DOCUMENT TEXT ::
[Begin]

A. PAL Allocation Should be Done in a Way that Promotes Efficient Spectrum Use in Both Urban and Rural Areas

GeoLinks has consistently urged the Commission to consider the unique characteristics of rural vs. more populated urban areas when determining how those areas should be licensed to ensure the most efficient use of the spectrum.  To achieve this goal, GeoLinks makes the following suggestions with respect to PAL license areas and license terms.

As an initial matter, in reviewing comments filed in this docket and assessing the unique characteristics of the license areas that GeoLinks would seek to apply for, the Company believes that PALs at the county-level may strike a balance between PEAs and census tracts.  As Open Technology Institute at New America and Public Knowledge (“OTI & PK”) explains, many PEAs include both major metropolitan markets and rural areas, that may include hundreds of small towns.[3]  For example, PEA 2 in California has a population of nearly 20,000 while PEA 192 has a population of just over 300,000.[4]  In these situations, it makes little sense to treat all PEAs the same for the purposes of allocating spectrum licenses.

Meanwhile, GeoLinks agrees with commenters that census tracts are too small for general PAL assignments.[5]  In part, this is because wireless network areas are difficult to limit to census tract boundaries in urban areas (where census tracts are smaller than in rural areas).  Many times, depending on specific engineering, a fixed wireless transmitter will have the capability to extend a wireless broadband signal several miles, often covering numerous census tracts, especially in urban areas.  Assignment of PALs at the census tract level in urban areas could lead to carrier interference between PAL license areas and the need for expensive management processes to avoid such interference.  As NCTA points out, by reducing the total license areas from 74,000 census tracts to approximately 3,150 counties, the Commission would significantly simplify license management burdens and border coordination issues.[6]  GeoLinks is inclined to agree that county-sized licenses would also support rural deployment better than PEAs.[7]

Many commenters assert that counties are still too large and that awarding PAL licenses on a county-basis will stifle the ability for smaller carriers to obtain PALs in the 3.5 GHz band and will not promote deployment to rural areas.  GeoLinks believes that if PALs are awarded at the county level, subject to strict buildout requirements (as discussed in further detail below), and if the FCC establishes robust relinquishment, partition and/ or disaggregation rules, large carriers only looking to serve a small portion of a county will either seek out other spectrum resources or engage in secondary market agreements quickly within PAL areas.

[End]

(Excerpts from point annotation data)
[Begin]

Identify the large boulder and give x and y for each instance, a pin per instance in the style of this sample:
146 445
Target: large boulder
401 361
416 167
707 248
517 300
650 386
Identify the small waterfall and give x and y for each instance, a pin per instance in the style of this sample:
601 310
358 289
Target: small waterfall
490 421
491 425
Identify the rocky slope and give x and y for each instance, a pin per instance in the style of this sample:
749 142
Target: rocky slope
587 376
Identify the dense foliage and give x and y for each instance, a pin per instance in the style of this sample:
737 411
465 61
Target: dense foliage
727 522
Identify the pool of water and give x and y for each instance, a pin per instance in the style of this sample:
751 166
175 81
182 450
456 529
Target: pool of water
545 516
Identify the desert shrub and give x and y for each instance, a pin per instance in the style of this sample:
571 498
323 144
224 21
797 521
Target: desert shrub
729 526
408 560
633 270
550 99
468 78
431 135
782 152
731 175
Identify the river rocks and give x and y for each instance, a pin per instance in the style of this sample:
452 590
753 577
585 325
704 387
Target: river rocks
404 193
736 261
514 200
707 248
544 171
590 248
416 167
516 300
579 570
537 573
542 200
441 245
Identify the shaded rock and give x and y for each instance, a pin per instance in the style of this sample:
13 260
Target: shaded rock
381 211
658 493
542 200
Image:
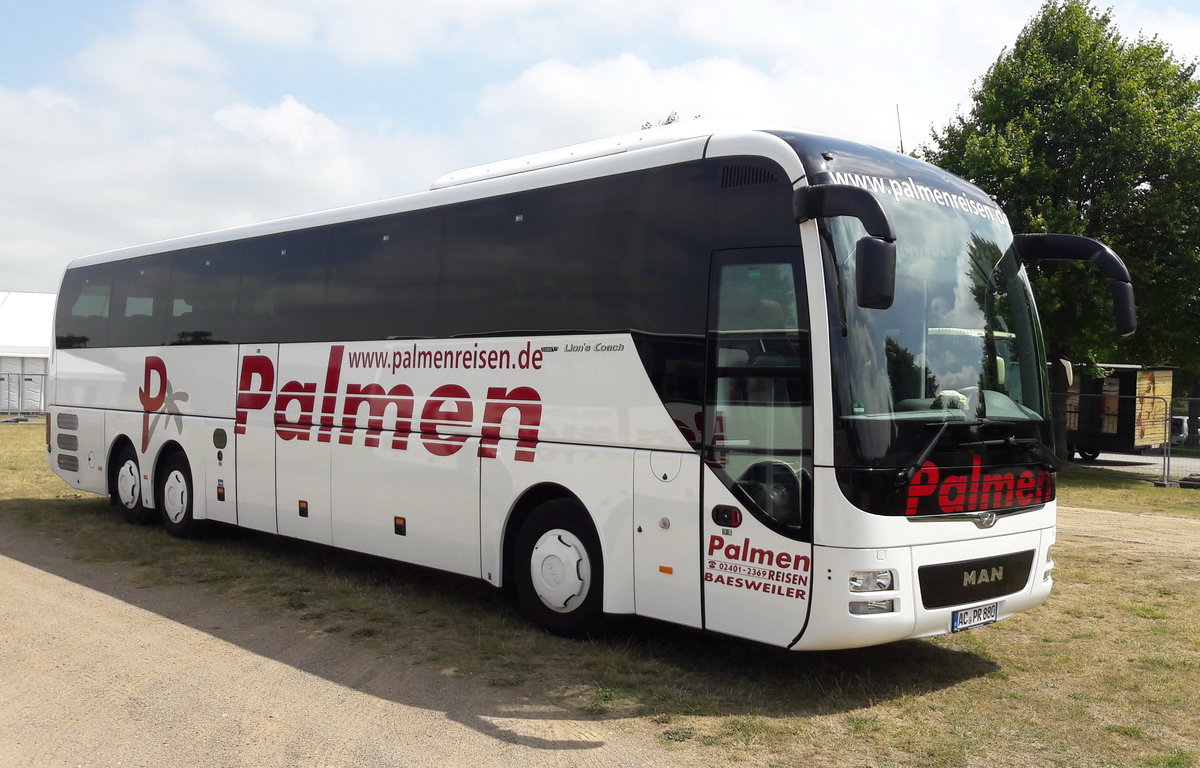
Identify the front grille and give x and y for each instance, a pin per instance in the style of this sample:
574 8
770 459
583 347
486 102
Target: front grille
971 581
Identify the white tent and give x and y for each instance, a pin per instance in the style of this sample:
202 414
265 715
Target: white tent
27 336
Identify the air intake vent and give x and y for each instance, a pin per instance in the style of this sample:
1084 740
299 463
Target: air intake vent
745 175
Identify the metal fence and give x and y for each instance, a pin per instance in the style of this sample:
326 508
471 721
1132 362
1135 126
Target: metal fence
1129 435
22 395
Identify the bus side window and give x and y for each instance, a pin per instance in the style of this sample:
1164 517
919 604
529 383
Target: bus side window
139 303
283 288
203 297
82 316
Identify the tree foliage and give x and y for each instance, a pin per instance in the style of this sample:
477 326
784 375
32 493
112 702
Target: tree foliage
1078 130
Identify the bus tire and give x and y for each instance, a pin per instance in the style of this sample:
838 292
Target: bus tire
558 570
125 489
174 495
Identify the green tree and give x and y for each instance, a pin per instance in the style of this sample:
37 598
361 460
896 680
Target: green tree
1078 130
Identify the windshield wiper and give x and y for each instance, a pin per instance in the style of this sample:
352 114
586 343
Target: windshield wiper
906 475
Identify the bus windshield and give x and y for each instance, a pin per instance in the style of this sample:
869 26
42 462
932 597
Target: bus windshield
960 342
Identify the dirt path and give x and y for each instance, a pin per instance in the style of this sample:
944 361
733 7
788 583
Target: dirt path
97 672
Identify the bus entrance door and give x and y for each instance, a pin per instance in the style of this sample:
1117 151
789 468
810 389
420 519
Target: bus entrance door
666 534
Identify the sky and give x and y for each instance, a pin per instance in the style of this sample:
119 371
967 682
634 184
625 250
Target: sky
131 121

[End]

JOBS ::
A) Does each statement agree with the comment on PAL allocation? Answer yes or no for each and quote the words of the comment that decide it.
(i) GeoLinks considers census tracts too small for general PAL assignments.
(ii) Census tracts are larger in urban areas than in rural areas.
(iii) NCTA describes reducing license areas from 74,000 census tracts to approximately 3,150 counties.
B) In the rows, substitute "clouds" for "sky" in the lines from the one containing "Identify the sky" through the end of the rows, inclusive. Give only those lines.

ANSWERS ::
A)
(i) Yes: "GeoLinks agrees with commenters that census tracts are too small for general PAL assignments."
(ii) No: "where census tracts are smaller than in rural areas"
(iii) Yes: "by reducing the total license areas from 74,000 census tracts to approximately 3,150 counties"

B)
Identify the clouds and give x and y for each instance, a pin per instance in the style of this sample:
119 371
967 682
634 184
625 250
Target: clouds
131 121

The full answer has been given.